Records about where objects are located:
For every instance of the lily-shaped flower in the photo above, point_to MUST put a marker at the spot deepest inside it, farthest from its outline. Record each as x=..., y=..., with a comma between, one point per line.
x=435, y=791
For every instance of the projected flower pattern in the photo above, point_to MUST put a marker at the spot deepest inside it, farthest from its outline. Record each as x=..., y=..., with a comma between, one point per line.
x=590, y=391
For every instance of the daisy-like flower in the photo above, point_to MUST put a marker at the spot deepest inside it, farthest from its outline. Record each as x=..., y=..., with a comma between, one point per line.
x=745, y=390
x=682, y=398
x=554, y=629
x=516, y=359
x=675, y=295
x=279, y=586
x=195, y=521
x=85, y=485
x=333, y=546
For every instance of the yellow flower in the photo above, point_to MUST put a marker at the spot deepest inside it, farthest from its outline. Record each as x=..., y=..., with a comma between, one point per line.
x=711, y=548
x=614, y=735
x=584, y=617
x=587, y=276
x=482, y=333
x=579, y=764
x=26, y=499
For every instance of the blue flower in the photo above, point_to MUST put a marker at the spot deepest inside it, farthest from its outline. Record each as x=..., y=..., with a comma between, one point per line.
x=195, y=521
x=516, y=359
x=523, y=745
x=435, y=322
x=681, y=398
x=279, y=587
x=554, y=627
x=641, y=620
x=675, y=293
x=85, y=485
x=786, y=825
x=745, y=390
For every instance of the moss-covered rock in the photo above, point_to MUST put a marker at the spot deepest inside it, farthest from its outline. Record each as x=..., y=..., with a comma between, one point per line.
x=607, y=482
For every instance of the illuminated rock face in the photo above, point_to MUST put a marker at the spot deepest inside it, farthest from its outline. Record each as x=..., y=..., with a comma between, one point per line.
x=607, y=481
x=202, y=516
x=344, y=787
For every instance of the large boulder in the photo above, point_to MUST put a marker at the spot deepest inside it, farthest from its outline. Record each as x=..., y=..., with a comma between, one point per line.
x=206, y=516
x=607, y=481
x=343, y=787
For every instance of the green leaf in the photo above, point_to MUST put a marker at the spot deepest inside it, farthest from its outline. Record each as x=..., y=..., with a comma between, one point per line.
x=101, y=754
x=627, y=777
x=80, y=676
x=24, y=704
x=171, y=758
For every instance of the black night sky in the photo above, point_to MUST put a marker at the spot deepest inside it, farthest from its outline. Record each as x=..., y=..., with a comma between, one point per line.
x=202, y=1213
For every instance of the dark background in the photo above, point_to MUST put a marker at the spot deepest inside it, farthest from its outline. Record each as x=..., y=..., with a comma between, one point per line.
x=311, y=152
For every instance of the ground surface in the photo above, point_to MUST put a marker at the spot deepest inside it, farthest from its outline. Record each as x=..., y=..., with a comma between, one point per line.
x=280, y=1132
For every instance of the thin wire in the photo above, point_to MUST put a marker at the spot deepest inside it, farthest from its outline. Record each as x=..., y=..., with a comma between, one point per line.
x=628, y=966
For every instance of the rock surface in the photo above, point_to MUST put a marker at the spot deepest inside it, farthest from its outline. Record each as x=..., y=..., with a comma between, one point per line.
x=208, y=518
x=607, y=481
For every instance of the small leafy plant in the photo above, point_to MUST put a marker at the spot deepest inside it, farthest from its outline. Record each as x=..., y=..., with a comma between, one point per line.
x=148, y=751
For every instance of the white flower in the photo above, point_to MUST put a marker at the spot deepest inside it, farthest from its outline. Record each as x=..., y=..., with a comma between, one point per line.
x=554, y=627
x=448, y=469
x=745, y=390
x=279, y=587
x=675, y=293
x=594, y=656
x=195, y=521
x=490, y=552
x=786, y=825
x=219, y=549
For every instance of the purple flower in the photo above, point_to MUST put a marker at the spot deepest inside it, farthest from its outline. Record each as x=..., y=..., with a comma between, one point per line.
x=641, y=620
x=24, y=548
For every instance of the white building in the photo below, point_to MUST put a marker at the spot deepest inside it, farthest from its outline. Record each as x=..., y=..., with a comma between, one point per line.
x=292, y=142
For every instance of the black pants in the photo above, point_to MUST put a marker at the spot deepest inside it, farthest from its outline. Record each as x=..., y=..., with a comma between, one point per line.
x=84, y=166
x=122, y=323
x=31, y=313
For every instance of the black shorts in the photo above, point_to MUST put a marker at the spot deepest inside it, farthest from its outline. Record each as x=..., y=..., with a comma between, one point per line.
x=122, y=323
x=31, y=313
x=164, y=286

Short exercise ▸ Write out all of the records again, switching "put a marker" to "place a dot" wherever it appears and leaving everything else unchanged.

Written response ▸
For every instance of the lily-shaped flower in the photo above, point_to MUST place a dot at the spot deepest inside it, farthest from its outline. Record each as x=..., y=..., with a comma between, one point per line.
x=435, y=791
For every instance of the projected flower pattern in the photo above, point_to MUST place a dot at the spot deepest inside it, farthest from its outline. Record each as x=..., y=..., with a comma between, one point per line.
x=590, y=391
For every instance of the daisy-like flower in the photo above, point_to MUST place a dot at the spot deepest inside it, farthest from its outline. Record each as x=..., y=..., with a comma between, one point per line.
x=745, y=390
x=682, y=398
x=554, y=629
x=516, y=359
x=675, y=295
x=279, y=586
x=195, y=521
x=85, y=485
x=333, y=546
For every instance of the yellow flower in the photo above, point_to MUST place a dot at the spot deepest inside it, farthest from its outline. Record each as x=..., y=..., with a comma between, one point per line.
x=711, y=548
x=614, y=735
x=584, y=617
x=587, y=276
x=482, y=333
x=579, y=764
x=26, y=499
For every instance of the blue flower in the photo above, point_to MUST place a dot at the spot deepest inside it, farthest from its outline. Record each as x=..., y=..., with a comma between, one point per line.
x=195, y=521
x=516, y=359
x=523, y=745
x=435, y=322
x=681, y=398
x=279, y=587
x=554, y=627
x=641, y=620
x=675, y=293
x=85, y=485
x=786, y=825
x=745, y=390
For every instance of the moss-covered rock in the photo above, point_to MUST place a dot at the spot deepest inside it, farthest from its outline. Record each as x=..., y=..., with a comma between, one point per line.
x=607, y=482
For every instance of the illuminated rock face in the photo above, point_to MUST place a dot at the spot deepest inside it, farthest from its outline. Record each as x=..., y=..., with a comma between, one point per line.
x=607, y=481
x=202, y=516
x=344, y=787
For every instance of the large boulder in the photo above, point_to MUST place a dot at the spot deepest inside it, farthest from its outline. Record each as x=..., y=..., with a comma between, one point per line.
x=206, y=516
x=607, y=481
x=343, y=787
For every instance of the green leaf in the photo above, point_to MUST place a dot at the spot deepest inside it, farthest from its outline. Record each as x=..., y=..., with a comma between, one point per line.
x=101, y=754
x=627, y=777
x=80, y=676
x=24, y=704
x=171, y=758
For every instance of the black night sky in the photo above, point_to MUST place a dot at the spot deepest inside it, farthest from its outline. Record each as x=..., y=..., with a comma between, one point per line.
x=202, y=1213
For every instance of the dark background in the photo above, point_to MUST place a dot at the spot deepest inside it, farthest from its outline. Record each as x=..., y=..., with a comma between, one point per line.
x=311, y=152
For every instance of the ground surface in the photo above, point_to MUST place a dot at the spot deepest inside it, farthest from its outline. Record each as x=..., y=..., with a comma between, one point per line.
x=280, y=1132
For every instance of the thin wire in the photo above, point_to MUST place a dot at the spot deepest inside it, farthest from its outline. Record each as x=..., y=..., with a comma between, one point per line.
x=628, y=966
For every instance of the rock surface in the photo above, point_to MUST place a dot at the spot deepest inside it, farthest from its outline. Record each as x=..., y=..., with a comma between, one point per line.
x=208, y=518
x=607, y=481
For every instance of the small leafy plant in the photo above, point_to MUST place a dot at the spot deepest inside it, farthest from its outline. Record each as x=..., y=..., with a comma between, one point per line.
x=148, y=751
For every instance of the white flower in the photo above, point_to MUST place a dot at the spot deepest inside it, farthest from its outline. Record each as x=..., y=..., with a comma between, one point per line.
x=554, y=627
x=448, y=469
x=745, y=390
x=279, y=587
x=675, y=293
x=594, y=656
x=195, y=521
x=490, y=552
x=786, y=825
x=219, y=549
For every instance of the purple flower in the photo above, point_to MUST place a dot at the spot deepest inside it, farthest from its outline. Record each as x=..., y=..., with a comma between, one point per line.
x=641, y=620
x=24, y=548
For every instance of the white building in the photo below, point_to MUST place a dot at the spot deepest inside it, farthest from its outline. Record each as x=..., y=..., with a comma between, one point per line.
x=292, y=142
For every instance of the black pants in the photo above, point_to MUST place a dot at the spot deepest inside it, farthest from its outline. Record each as x=..., y=..., with a comma between, one point per line.
x=84, y=166
x=122, y=323
x=31, y=313
For every instance of the black shorts in the photo above, point_to MUST place a dot at the spot deepest inside it, farthest from its outline. Record each as x=..., y=..., with a comma between, one point per line.
x=122, y=323
x=31, y=313
x=164, y=286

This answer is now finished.